Directive 1: Please list the four advantages of a typical RNN architecture that the recurrent neural network text gives under its "Advantages" header.
Directive 2: Render this sentence from the recurrent neural network text in Spanish: "The function f usually is a nonlinearity such as tanh or ReLU."
Directive 3: Write what comes next in the recurrent neural network text, picking up after its final section on machine translation.

Text block:
* * * * *

# Recurrent Neural Networks

Recurrent neural networks, or RNNs, are a family of neural networks for processing sequential data. Much as a convolutional networkis a neural network that is specialized for processing a grid of values Xsuch as an image, a recurrent neural network is a neural network that is specialized for processing a sequence of values $ x^{(1)} ,...x^{(T)}$ 
![alt text](https://stanford.edu/~shervine/images/architecture-rnn.png)

* $x^{<t>}$ is the input at time step t. For example, $x^{<1>}$ could be a one-hot vector corresponding to the second word of a sentence.
* $a^{<t>}$ is the hidden state at time step t. It’s the “memory” of the network. $a^{<t>}$ is calculated based on the previous hidden state and the input at the current step: $a^{<t>}=f(Ux_t + Wa_{t-1})$. The function f usually is a nonlinearity such as tanh or ReLU.  $a^{<0>}$, which is required to calculate the first hidden state, is typically initialized to all zeros.
* $y^{<t>}$ is the output at step t. For example, if we wanted to predict the next word in a sentence it would be a vector of probabilities across our vocabulary. $y^{<t>} = \mathrm{softmax}(Vy_t)$.

For each timestep $t$ the activation $a^{<t>}$  and the output $y^{<t>}$ 
$\boxed{a^{< t >}=g_1(W_{aa}a^{< t-1 >}+W_{ax}x^{< t >}+b_a)}\quad\mbox{and}\quad\boxed{y^{< t >}=g_2(W_{ya}a^{< t >}+b_y)}$

where $W_{ax}, W_{aa}, W_{ya}, b_a, b_y$ are coefficients that are shared temporally and $g_1, g_2$  activations functions

![alt text](https://stanford.edu/~shervine/images/description-block-rnn.png)

The pros and cons of a typical RNN architecture are summed up in the table below:

## Advantages 
*  Possibility of processing input of any length
*  Model size not increasing with size of input
*  Computation takes into account historical information
*  Weights are shared across time

## Drawbacks
* Computation being slow
* Difficulty of accessing information from a long time ago
* Cannot consider any future input for the current state


### One to One 
Tradicional Neural Network 
$$T_x=T_y=1$$
![alt text](https://stanford.edu/~shervine/images/rnn-one-to-one.png)

### One to Many
Music generation

$$T_x=1, T_y>1$$
![alt text](https://stanford.edu/~shervine/images/rnn-one-to-many.png)

### Many to One
Sentiment Clasification
$$T_x>1, T_y=1$$
![alt text](https://stanford.edu/~shervine/images/rnn-many-to-one.png)


### Many to Many 
Name Entity Recognition
$$T_x=T_y$$
![alt text](https://stanford.edu/~shervine/images/rnn-many-to-many-same.png)

### Many to Many
Machine Translation
$$T_x\neq T_y$$
![alt text](https://stanford.edu/~shervine/images/rnn-many-to-many-different.png)

* * * * *

Study material:
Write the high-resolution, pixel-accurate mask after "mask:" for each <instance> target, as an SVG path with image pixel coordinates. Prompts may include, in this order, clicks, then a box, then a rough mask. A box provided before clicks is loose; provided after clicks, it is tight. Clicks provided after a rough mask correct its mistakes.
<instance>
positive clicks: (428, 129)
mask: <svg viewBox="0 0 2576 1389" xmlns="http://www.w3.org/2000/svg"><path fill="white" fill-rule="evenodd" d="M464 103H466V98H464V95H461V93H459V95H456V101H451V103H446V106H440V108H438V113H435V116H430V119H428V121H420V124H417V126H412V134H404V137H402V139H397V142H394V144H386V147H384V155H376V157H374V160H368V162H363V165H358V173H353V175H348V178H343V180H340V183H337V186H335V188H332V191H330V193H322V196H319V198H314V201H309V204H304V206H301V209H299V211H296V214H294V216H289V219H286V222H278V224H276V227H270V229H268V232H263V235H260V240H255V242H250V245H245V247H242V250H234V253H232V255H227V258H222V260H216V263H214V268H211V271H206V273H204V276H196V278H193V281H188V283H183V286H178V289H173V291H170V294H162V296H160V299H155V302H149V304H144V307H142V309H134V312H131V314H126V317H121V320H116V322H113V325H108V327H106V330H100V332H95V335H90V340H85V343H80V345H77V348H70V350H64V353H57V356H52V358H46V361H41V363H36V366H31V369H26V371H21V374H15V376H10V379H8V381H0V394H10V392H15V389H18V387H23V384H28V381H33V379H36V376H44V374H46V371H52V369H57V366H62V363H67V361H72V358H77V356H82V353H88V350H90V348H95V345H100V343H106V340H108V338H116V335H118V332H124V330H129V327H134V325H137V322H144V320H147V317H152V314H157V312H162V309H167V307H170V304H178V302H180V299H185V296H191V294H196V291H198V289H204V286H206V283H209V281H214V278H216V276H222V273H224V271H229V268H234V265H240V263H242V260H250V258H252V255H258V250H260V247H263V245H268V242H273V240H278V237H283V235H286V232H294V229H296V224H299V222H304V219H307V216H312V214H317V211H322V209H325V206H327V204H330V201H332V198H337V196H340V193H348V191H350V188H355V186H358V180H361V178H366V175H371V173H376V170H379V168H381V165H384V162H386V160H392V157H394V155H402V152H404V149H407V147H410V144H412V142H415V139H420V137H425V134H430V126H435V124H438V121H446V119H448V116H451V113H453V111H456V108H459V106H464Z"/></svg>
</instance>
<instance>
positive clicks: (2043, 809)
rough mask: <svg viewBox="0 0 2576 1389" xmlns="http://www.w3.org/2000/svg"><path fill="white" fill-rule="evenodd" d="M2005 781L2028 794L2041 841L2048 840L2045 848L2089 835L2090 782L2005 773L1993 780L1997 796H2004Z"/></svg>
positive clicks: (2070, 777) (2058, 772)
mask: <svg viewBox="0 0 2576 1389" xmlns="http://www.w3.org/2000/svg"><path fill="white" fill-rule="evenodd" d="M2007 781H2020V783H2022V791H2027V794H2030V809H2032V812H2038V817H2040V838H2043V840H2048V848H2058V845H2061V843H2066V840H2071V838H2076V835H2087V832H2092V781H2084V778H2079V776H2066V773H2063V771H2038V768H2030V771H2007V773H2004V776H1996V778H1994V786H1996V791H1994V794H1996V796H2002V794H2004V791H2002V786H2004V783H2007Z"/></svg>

* * * * *

Result 1:
- Possibility of processing input of any length
- Model size not increasing with size of input
- Computation takes into account historical information
- Weights are shared across time

Result 2: La función f suele ser una no linealidad, como tanh o ReLU.

Result 3:
**Loss function** ― In the case of a recurrent neural network, the loss function  $L$ of all time steps is defined based on the loss at every time step as follows:
$$\boxed{\mathcal{L}(\widehat{y},y)=\sum_{t=1}^{T_y}\mathcal{L}(\widehat{y}^{< t >},y^{< t >})}$$

**Backpropagation through time** ― Backpropagation is done at each point in time. At timestep $T$, the derivative of the loss $L$ with respect to weight matrix $W$is expressed as follows:
$$ \boxed{\frac{\partial \mathcal{L}^{(T)}}{\partial W}=\sum_{t=1}^T\left.\frac{\partial\mathcal{L}^{(T)}}{\partial W}\right|_{(t)}}$$





In [None]:
import os
import numpy as np

import tensorflow as tf
from tensorflow.contrib.eager.python import tfe


In [None]:
# enable eager mode
tf.enable_eager_execution()
tf.set_random_seed(0)
np.random.seed(0)

In [None]:
if not os.path.exists('weights/'):
    os.makedirs('weights/')

# constants
units = 128
batch_size = 100
epochs = 2
num_classes = 10

In [None]:

class DataLoader():
    """Load data MNIST """
    def __init__(self):
      
        # Download data
        (self.X_train, self.y_train),(self.X_test,self.y_test)= tf.keras.datasets.mnist.load_data()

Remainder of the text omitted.